Seinen Ausspruch, dass Assimilierung ein Verbrechen gegen die Menschlichkeit sei, hat der türkische Ministerpräsident Recep Tayyip Erdogan nochmals wiederholt. Der Aufschrei quer durch alle Parteien, den er damit bereits bei seiner Rede am Sonntag in Köln ausgelöst hat, ist sehr groß. Sicher lässt sich jetzt noch an dieser Stelle weiter Öl ins Feuer gießen.
Es wäre aber auch durchaus angemessen, sich eine neue Stelle zu suchen und dort ein wenig Salz in Wunden zu streuen. Schauen wir also deshalb lieber nicht nach Deutschland, sondern Richtung Türkei und versuchen, Erdogan mit seinem eigenen Massstab zu messen.
Bis weit in die 90er Jahre des vergangen Jahrhunderts wurde dort gegenüber den Kurden eine extrem Politik der totale Assimilierung verfolgt. Das Unterrichten, ja sogar das Sprechen der Kurdischen Sprache in der Öffentlichkeit war verboten. Mit brutalster militärischer Gewalt wurden Kurden verfolgt und bekämpft.

Übungsdaten
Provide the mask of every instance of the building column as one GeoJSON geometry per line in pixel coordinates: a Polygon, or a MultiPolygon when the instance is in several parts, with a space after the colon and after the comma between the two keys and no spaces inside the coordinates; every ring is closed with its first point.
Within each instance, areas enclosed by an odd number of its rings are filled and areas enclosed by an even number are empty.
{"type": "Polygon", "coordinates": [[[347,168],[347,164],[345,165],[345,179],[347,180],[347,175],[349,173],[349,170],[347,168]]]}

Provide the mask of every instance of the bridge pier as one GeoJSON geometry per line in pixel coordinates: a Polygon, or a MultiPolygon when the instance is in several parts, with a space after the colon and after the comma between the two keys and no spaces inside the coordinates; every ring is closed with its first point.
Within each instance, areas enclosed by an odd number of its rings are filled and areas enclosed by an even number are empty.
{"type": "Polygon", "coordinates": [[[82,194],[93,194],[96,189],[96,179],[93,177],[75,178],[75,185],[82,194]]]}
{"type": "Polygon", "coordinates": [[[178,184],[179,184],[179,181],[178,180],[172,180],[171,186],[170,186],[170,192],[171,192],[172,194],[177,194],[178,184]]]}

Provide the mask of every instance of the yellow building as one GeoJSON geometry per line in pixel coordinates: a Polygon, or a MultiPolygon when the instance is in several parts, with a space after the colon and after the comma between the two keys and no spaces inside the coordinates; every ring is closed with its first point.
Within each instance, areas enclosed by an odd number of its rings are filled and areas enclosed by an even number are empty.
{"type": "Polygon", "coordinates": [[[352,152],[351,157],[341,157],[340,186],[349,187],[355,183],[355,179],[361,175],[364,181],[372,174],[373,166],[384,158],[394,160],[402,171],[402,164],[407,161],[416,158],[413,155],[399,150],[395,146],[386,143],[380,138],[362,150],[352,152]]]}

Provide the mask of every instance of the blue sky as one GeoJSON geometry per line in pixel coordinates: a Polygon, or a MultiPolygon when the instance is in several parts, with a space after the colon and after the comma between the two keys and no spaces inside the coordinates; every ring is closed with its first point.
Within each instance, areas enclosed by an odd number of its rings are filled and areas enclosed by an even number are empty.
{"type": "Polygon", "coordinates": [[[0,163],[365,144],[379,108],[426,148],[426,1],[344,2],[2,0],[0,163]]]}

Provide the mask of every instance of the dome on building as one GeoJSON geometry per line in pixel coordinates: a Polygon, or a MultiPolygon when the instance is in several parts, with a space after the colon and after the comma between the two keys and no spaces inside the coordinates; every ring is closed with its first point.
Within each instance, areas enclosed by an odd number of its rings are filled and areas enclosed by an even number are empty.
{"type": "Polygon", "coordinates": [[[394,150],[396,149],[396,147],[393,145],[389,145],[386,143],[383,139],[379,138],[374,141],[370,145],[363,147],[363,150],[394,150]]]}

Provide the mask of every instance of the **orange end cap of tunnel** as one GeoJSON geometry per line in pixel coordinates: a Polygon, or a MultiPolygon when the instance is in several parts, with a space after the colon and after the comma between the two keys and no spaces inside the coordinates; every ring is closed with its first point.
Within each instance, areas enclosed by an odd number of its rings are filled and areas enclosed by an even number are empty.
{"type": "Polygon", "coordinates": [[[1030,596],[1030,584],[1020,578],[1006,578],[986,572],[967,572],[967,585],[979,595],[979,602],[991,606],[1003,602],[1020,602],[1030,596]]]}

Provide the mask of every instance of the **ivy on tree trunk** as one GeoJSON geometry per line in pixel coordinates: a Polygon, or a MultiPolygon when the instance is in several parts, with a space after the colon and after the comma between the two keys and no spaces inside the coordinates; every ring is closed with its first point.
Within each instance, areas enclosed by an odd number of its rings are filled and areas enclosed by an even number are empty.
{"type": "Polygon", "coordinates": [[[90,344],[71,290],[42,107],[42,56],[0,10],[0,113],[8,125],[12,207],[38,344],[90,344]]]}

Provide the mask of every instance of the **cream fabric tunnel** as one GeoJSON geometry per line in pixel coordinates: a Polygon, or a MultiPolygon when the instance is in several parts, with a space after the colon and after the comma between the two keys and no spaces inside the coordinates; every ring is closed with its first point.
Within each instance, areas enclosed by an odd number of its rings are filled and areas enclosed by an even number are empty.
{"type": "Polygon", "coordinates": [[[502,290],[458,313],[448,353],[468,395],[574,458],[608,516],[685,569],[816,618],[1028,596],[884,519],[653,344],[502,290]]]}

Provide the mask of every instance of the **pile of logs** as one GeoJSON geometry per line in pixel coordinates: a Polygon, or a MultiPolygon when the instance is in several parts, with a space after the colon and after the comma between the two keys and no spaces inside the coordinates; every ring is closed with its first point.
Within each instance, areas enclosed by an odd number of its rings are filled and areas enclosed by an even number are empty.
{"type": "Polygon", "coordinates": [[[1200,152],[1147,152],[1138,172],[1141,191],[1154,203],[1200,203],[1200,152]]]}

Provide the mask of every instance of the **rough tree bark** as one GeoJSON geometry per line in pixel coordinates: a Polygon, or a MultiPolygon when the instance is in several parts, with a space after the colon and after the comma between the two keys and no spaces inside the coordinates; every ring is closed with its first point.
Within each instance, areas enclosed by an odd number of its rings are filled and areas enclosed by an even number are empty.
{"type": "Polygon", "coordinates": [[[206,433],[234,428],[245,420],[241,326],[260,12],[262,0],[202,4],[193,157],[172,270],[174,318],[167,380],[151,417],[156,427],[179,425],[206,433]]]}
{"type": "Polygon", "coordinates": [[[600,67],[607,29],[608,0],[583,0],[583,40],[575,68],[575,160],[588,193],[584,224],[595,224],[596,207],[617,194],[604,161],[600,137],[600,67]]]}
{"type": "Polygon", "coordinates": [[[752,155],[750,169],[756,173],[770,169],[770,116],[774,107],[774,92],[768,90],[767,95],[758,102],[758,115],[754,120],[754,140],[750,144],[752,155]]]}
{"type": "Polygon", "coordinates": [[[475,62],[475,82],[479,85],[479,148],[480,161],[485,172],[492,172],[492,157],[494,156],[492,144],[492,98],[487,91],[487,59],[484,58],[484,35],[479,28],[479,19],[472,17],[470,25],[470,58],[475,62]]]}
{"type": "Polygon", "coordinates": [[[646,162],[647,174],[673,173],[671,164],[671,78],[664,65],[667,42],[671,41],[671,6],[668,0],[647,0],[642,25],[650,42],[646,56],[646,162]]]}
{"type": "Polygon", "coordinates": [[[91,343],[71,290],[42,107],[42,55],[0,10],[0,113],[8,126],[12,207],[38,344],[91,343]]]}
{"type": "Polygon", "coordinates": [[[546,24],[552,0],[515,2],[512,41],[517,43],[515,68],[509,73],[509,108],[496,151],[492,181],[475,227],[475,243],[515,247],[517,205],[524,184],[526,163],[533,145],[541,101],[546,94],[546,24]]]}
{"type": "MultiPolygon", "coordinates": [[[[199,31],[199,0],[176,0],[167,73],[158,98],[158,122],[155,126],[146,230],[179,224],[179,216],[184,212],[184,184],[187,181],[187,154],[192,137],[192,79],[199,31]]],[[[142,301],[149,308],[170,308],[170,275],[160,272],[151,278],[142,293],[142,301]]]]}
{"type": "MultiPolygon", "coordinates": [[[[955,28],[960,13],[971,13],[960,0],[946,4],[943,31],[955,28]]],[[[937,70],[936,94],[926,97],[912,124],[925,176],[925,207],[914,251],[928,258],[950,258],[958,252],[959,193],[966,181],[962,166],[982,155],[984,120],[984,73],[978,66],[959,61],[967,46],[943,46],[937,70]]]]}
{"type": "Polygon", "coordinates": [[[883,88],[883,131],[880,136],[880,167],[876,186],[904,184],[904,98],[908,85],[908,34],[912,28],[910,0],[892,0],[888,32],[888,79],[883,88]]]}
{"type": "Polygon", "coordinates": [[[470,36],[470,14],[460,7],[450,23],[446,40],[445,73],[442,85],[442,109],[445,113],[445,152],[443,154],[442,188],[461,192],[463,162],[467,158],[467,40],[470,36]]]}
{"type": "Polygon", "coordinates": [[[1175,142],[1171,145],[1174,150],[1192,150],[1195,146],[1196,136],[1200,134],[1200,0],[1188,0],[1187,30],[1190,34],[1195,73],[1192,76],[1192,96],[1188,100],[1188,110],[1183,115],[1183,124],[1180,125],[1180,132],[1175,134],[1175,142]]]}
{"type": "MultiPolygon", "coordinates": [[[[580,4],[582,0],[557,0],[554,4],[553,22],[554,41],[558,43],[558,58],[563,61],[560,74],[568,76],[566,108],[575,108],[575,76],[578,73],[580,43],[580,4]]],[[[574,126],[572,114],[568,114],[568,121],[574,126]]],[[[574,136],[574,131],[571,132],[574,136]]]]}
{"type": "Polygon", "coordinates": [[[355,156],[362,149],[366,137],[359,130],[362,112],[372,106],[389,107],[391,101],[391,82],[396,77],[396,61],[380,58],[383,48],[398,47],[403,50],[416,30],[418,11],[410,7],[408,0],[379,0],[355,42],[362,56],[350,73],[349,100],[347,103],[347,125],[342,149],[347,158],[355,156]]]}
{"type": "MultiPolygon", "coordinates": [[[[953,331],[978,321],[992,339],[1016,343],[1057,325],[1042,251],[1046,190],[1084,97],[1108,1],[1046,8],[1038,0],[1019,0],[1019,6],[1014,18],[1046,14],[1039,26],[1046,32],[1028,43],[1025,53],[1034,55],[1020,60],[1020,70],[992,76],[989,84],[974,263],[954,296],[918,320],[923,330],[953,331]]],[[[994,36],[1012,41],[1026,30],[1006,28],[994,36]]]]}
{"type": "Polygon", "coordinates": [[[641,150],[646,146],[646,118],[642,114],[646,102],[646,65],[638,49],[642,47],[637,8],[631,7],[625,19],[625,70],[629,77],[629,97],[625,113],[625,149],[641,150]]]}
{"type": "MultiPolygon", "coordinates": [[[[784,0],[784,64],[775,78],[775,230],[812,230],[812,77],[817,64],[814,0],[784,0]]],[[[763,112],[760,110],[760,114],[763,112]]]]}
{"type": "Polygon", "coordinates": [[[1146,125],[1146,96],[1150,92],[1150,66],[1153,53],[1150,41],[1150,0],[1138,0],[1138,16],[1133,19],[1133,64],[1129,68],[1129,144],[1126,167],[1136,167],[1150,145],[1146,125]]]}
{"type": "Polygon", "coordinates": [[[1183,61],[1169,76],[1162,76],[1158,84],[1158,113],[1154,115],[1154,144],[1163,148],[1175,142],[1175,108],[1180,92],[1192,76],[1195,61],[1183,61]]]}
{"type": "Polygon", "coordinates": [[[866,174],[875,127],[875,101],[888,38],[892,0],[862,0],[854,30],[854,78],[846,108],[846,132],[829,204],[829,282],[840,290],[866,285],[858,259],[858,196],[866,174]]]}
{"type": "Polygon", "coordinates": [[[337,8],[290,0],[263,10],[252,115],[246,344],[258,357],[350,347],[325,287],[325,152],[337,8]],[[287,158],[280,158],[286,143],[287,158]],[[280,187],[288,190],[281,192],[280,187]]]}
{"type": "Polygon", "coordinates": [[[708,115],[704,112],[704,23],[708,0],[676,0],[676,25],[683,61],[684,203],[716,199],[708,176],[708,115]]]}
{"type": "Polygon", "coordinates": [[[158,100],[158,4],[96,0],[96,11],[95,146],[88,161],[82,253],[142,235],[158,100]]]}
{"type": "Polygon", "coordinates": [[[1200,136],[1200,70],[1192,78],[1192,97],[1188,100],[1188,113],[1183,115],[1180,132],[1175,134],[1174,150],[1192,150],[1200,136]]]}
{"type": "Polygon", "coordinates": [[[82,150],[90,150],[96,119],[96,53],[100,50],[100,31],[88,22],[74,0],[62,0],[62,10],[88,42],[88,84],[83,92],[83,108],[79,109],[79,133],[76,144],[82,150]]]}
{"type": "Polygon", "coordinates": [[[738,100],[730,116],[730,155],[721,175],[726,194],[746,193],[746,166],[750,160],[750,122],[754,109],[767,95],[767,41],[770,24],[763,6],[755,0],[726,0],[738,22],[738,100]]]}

Aufgabenstellung
Setze den Text über Erdogans Aussage zur Assimilierung im Anschluss an seinen letzten Satz fort.

Ausgabe zur Aufgabe
Auch wenn die offensichtlichsten Formen der Unterdrückung nachgelassen haben, so kann dennoch nicht davon geredet werden, dass die Türkei nicht weiterhin bestrebt ist, die Kurden zu assimilieren. Das was Erdogan fordert, sieht also von diesem Standpunkt aus zumindest scheinheilig aus.
Vielleicht ist es zu gewagt, aber: die Aussage von Erdogan könnte in Richtung der Kemalisten gemünzt sein. Streng genommen ist der Kemalismus eine Assimilierung. Eine Abkehr der Türkei von ihren islamischen Wurzeln und ein Anbiederung an den Westen.
Damit ist die Aussage von Erdogan in Deutschland zwar ein Ärgernis, in der Türkei aber sollte sie die Menschen wachrütteln und sie genau darauf schauen lassen, welchen politischen Kurs der türkische Ministerpräsident wirklich verfolgt. Die Aufhebung des Kopftuchverbotes ist dann vielleicht nur ein Anfang.